BEGIN DOCUMENT EXTRACT
Family Roles in Transition: Caring for Our Aging Parents



If you are adults in your 40s and 50s, raising a family while caring for your aging parents, you are a proud member of the “Sandwich Generation.” It sounds like we are packing a bag lunch, doesn’t it? I wish it were that simple. The truth is, due to our increasing longevity, this is a new phenomenon. One that is as emotionally charged as it is complicated. The good news is, we are not alone.

“Today, 30 million households are providing care for an adult over the age of 50—and that number is expected to double over the next 25 years,” according to the AARP (American Association of Retired Persons). We knew we needed to plan for childcare and college, but now we are also going to need a plan for caring for our parents. This is a little more complex. Where do we start?

In 2010, we realized my Dad’s health was on the decline. There were a lot of decisions to be made. It was overwhelming, to say the least. Unfortunately, most of us don’t see it coming, so we end up making decisions while in crisis management mode. In hindsight, I wish we had planned ahead. Recently, I discovered an invaluable tool developed by AARP that is genius!! It can be found on their website (AARP.org) and is called A Planning Guide for Families: Prepare to Care.

Getting started is the hardest part. Gather all family members, including, and most importantly, your parents. Talk about their goals, concerns and plans. Parents have a pretty good idea of what’s best for them. Think about your family’s “cast of characters,” and decide ahead of time who is best equipped to moderate this discussion. Bear in mind that some of this is uncomfortable and will need to be handled with care. Be prepared for a little resistance. It’s only natural that they will feel self-conscious as you discuss their future—medically, financially, residentially and regarding end-of-life choices. The Planning Guide provides 10 Tips on How to Approach a Difficult Topic.

The next step is to form your “team.” And trust me, you are going to want one. Sure, it may seem easier to avoid calling in the troops, but you will be overburdened. And in the long run, that isn’t healthy for anyone. Statistically, the eldest daughter is most likely to be chosen as the caregiver. Wait!? That’s me! It could be you, too—or maybe you are an only child, or you live out of town, but your siblings live nearby…. The point is that there will be a great many tasks that need to be done, in person and by way of emotional and financial support, so there’s something for everyone. Do not go it alone!
END DOCUMENT EXTRACT
§ WHAT TO WORK ON: Please carry on the article about caring for aging parents, picking up right after its final line.
BEGIN LISTED ENTRIES
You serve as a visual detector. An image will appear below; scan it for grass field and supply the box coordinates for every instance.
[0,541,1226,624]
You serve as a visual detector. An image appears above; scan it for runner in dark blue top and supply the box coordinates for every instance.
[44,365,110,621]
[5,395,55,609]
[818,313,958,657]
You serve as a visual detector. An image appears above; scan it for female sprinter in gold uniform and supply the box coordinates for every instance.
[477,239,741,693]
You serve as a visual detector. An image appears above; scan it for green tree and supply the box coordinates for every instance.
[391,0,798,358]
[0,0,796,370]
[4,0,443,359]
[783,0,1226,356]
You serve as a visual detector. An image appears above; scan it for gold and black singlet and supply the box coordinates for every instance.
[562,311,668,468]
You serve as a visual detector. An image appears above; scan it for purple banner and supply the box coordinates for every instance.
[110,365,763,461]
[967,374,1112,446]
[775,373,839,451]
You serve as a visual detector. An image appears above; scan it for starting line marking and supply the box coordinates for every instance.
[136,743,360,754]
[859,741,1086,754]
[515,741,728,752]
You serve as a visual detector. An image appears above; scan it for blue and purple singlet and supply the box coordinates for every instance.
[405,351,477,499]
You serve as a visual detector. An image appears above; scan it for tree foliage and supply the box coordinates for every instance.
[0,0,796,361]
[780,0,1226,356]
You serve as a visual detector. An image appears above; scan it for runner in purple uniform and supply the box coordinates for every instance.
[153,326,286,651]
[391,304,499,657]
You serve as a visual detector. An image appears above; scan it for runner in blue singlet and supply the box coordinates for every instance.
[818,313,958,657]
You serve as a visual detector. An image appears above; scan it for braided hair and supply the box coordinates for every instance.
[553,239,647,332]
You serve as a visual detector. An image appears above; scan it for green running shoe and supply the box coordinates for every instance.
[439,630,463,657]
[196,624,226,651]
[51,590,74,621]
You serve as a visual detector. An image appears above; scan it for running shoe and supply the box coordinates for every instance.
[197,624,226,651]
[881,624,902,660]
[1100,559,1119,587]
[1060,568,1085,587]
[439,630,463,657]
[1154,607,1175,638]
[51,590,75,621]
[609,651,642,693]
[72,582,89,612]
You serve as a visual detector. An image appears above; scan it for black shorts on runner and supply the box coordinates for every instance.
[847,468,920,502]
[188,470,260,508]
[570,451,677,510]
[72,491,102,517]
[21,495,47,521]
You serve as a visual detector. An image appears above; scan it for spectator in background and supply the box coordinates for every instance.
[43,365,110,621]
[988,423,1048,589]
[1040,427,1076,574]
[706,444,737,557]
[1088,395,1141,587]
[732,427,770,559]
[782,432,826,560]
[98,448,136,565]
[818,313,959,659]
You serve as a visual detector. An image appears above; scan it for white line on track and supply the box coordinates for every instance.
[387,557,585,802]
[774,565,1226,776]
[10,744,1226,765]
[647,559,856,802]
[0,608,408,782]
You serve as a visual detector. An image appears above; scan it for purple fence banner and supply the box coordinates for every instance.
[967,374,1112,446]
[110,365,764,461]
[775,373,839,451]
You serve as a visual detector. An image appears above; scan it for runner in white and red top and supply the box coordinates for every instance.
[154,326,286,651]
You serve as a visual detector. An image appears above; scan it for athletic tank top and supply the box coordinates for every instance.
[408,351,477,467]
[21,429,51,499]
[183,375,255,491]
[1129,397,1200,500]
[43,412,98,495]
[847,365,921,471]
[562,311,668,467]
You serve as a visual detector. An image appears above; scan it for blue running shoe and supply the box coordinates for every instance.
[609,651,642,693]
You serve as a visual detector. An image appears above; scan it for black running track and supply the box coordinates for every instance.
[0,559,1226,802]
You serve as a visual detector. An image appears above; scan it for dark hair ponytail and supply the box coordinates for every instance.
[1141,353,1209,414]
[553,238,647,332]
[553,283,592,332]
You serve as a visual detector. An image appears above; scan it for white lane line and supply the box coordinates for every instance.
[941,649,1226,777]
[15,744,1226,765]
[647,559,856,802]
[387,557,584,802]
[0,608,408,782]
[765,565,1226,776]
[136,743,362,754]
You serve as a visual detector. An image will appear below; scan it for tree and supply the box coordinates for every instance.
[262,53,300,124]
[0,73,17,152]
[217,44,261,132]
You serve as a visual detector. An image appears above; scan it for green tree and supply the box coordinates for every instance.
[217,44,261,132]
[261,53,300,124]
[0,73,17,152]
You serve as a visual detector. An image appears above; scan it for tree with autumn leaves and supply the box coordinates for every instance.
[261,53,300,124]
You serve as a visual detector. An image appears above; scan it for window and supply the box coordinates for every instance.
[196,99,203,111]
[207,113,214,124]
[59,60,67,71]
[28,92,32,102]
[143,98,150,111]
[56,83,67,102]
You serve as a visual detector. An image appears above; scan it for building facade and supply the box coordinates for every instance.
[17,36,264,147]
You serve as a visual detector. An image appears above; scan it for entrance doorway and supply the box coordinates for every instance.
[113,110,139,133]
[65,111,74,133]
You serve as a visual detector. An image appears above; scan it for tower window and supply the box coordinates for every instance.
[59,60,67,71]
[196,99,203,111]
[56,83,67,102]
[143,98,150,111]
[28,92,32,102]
END LISTED ENTRIES
§ YOUR RESPONSE:
Gather all the necessary information by completing the Needs Assessment. This checklist includes: home maintenance and living situation, financial affairs, transportation needs, personal needs, healthcare, communication and adaptive devices (also included in the Planning and Care Guide). Ideally, your parents will help with this. Make sure to communicate that your intention is to help them, not to take control. Our parents are unaccustomed to being helped; “helping” others was their role. A “role reversal” may cause unease, and this project will take some time. If it begins to cause stress, try this: plant the seed, wait a little while, then bring it up later. Nothing good comes from making others feel defensive. With a little patience, in time these seeds will produce sweeter fruits.

Be aware also that there are a great many agencies and resources that help with the care and health maintenance of our folks. Visit AARP’s Benefits QuickLINK website. There you’ll find free and low-cost programs to help cover the costs of your parent’s groceries, utilities, housing, medication and healthcare.

Life for the “sandwich generation” isn’t easy. While we are prepared to adjust to our children’s increased independence, we are rarely prepared for our parents’ decreased independence. Be patient with them; but mostly, be patient with yourself. Make plans when you can, and it will all be okay. With access to support and resources, you won’t have to blaze this trail alone.